▶ **Passage given**

ITOCHU Announces the Start of KidZania Tokyo Eco Shop Pavilion Activity No. 3: Make Your Own Chopsticks to Carry Along

October 30, 2012

ITOCHU Corporation (headquartered in Minato-ku, Tokyo; Masahiro Okafuji, President & CEO; hereinafter “ITOCHU”) announced today that on November 19th, ITOCHU will launch “Make Your Own Chopsticks to Carry Along” using home-grown wood at KidZania Tokyo’s Eco Shop pavilion. ITOCHU has been an official sponsor of the pavilion since April of this year at KidZania Tokyo (Toyosu, Koto-ku, Tokyo), an interactive facility where children can experience diverse occupations, which is operated by KCJ Group Inc. (headquartered in Chiyoda-ku, Tokyo; Einosuke Sumitani, President & CEO).

About The Eco Shop Pavilion

The Eco Shop Pavilion is a pavilion where children can experience conservation activities. These activities utilize the knowledge of environmental education accumulated through the global environmental “MOTTAINAI Campaign” (based in Chiyoda-ku, Tokyo; Tatsuo Nanai, Representative), in which ITOCHU participates. New environmentally themed activities are featured approximately every four months, such as creating My Furoshiki Wrapping Cloth, Eco-Bag for Shopping, and My Chopsticks to Carry Along using eco-friendly materials. And for every child that participates, an amount equivalent to the cost of one tree sapling is donated to the Green Belt Movement, a tree planting campaign established in Kenya by Professor Wangari Maathai (1940-2011). This initiative is intended to help the participating children become familiar with global environmental issues and experience the joy of participating in specific actions to address them.
The environment is a theme that is familiar to children. The first activity, Make Your Own Furoshiki Wrapping Cloth, and the second activity, Make Your Own Eco-Bag for Shopping, were both favorably received by parents. They made comments such as, “my children have become more aware of environmental issues in everyday life in their own way.”

Make Your Own Chopsticks to Carry Along

The third activity, Make Your Own Chopsticks to Carry Along, will commence on November 19, with children able to design and create their own original, easy-to-use chopsticks by selecting their favorite symbols and characters, inscribing them on their chopsticks with the special carving machine and polishing the chopsticks with a rasp and beeswax.
The chopsticks will be made from Japanese yew, a home-grown conifer. This tree is characterized by its fine, attractive grain, and it is easy to work with. In addition, using home-grown wood allows children to learn the importance of protecting the Japanese forests, as well as the meaning of using a home-grown material, through the activity.
The children can take home the tools such as the rasp and beeswax so that they can work on their chopsticks at home and maintain and polish them to use as their very own “eco-product” for a long time to come. This aims to raise awareness in respect of environmental conservation in the daily lives of the children, for example to encourage them to take care of their things and to avoid using disposable chopsticks.


ITOCHU initiatives for fostering the next generations

Under the corporate philosophy “Committed to the Global Good,” ITOCHU advocates fostering the next generations as one of the Basic Activity Guidelines on Social Contribution. Established in 1974, ITOCHU Foundation has been active in supporting children’s libraries and creating electronic libraries for disabled children. It held a Summer Children’s Class in which local elementary school children were invited to study issues such as global warming, as well as the ITOCHU Baseball Class for enjoying baseball along with disabled children. It also offered subsidies to youth independence support facilities in the Philippines. The Group will continue to actively promote activities that support the sound nurturing of young people.

▶ **Recorded information**
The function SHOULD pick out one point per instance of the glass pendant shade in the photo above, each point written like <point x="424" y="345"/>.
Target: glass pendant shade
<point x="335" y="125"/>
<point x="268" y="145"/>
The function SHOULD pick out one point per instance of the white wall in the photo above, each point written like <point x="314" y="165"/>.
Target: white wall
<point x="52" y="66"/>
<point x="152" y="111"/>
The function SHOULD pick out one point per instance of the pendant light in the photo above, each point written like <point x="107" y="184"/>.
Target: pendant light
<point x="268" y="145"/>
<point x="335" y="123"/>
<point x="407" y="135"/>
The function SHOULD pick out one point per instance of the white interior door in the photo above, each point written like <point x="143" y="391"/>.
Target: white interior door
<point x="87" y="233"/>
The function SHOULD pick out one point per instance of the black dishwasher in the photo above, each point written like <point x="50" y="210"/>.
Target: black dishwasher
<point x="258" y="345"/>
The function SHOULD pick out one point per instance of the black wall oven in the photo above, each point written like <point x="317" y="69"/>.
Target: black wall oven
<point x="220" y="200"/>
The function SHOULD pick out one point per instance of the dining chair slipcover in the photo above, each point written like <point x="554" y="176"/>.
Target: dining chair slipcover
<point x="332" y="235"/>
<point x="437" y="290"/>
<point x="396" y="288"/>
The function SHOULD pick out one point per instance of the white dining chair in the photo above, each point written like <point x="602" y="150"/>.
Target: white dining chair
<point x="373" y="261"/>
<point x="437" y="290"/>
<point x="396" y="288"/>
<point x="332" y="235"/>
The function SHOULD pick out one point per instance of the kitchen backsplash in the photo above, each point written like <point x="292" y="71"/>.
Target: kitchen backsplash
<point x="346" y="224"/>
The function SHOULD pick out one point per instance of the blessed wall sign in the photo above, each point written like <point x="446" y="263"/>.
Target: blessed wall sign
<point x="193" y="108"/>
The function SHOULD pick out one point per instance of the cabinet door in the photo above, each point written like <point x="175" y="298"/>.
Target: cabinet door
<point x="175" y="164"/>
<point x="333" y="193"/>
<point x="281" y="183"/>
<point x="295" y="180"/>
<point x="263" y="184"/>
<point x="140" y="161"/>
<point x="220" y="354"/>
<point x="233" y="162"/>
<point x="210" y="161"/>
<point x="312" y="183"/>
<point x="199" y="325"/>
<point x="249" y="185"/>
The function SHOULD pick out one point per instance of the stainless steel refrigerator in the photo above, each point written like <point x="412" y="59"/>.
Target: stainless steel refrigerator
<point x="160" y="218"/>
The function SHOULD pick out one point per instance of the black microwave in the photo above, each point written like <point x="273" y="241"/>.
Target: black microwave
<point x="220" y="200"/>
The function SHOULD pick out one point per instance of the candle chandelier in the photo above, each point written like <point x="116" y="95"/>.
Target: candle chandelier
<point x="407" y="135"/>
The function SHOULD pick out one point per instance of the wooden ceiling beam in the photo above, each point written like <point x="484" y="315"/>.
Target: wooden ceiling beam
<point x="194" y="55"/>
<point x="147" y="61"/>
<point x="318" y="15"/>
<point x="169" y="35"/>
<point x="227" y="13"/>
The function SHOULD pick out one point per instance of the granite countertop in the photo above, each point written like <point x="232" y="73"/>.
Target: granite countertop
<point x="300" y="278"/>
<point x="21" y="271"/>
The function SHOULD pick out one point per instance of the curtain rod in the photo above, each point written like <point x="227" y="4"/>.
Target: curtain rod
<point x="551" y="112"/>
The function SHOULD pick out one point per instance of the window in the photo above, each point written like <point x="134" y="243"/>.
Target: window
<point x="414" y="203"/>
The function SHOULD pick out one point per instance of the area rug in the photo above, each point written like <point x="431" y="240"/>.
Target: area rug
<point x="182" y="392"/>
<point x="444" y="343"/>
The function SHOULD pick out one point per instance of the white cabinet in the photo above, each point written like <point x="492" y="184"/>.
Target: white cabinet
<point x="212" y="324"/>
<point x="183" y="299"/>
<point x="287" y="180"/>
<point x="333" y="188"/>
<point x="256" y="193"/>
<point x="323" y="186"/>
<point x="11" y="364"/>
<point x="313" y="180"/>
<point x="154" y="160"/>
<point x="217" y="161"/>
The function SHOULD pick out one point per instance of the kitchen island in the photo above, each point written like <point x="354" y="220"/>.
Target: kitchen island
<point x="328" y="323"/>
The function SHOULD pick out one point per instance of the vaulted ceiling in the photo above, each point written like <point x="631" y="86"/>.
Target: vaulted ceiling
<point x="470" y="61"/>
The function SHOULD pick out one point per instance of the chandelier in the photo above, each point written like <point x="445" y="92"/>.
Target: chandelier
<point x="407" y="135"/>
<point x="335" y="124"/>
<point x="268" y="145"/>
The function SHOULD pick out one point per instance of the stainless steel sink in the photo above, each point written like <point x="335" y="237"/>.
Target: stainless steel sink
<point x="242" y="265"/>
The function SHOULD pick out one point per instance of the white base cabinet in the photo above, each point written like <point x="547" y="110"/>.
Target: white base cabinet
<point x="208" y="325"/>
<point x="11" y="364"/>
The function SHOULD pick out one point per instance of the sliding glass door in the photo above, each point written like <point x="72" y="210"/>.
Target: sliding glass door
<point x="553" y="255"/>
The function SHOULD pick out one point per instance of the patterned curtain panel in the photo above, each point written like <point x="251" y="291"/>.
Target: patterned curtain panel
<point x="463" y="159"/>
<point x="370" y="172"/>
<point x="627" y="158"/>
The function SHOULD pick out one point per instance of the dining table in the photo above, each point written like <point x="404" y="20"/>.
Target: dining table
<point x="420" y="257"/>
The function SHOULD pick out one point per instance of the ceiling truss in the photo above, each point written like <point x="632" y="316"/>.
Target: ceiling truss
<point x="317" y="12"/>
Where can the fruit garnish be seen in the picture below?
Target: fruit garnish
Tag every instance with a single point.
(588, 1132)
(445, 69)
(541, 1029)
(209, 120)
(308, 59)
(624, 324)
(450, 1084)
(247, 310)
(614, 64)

▶ **Written problem 1**
Using the announcement on the KidZania Eco Shop activity, answer each question briefly:
(a) On what date does the third activity begin?
(b) What wood are the chopsticks made from?
(c) In what year was ITOCHU Foundation established?
▶ **Written problem 2**
From the announcement on the KidZania Eco Shop activity, echo the stretch from "ITOCHU Announces the" through "President & CEO)." word for word.

▶ **Solution 1**
(a) November 19
(b) Japanese yew, a home-grown conifer
(c) 1974

▶ **Solution 2**
ITOCHU Announces the Start of KidZania Tokyo Eco Shop Pavilion Activity No. 3: Make Your Own Chopsticks to Carry Along

October 30, 2012

ITOCHU Corporation (headquartered in Minato-ku, Tokyo; Masahiro Okafuji, President & CEO; hereinafter “ITOCHU”) announced today that on November 19th, ITOCHU will launch “Make Your Own Chopsticks to Carry Along” using home-grown wood at KidZania Tokyo’s Eco Shop pavilion. ITOCHU has been an official sponsor of the pavilion since April of this year at KidZania Tokyo (Toyosu, Koto-ku, Tokyo), an interactive facility where children can experience diverse occupations, which is operated by KCJ Group Inc. (headquartered in Chiyoda-ku, Tokyo; Einosuke Sumitani, President & CEO).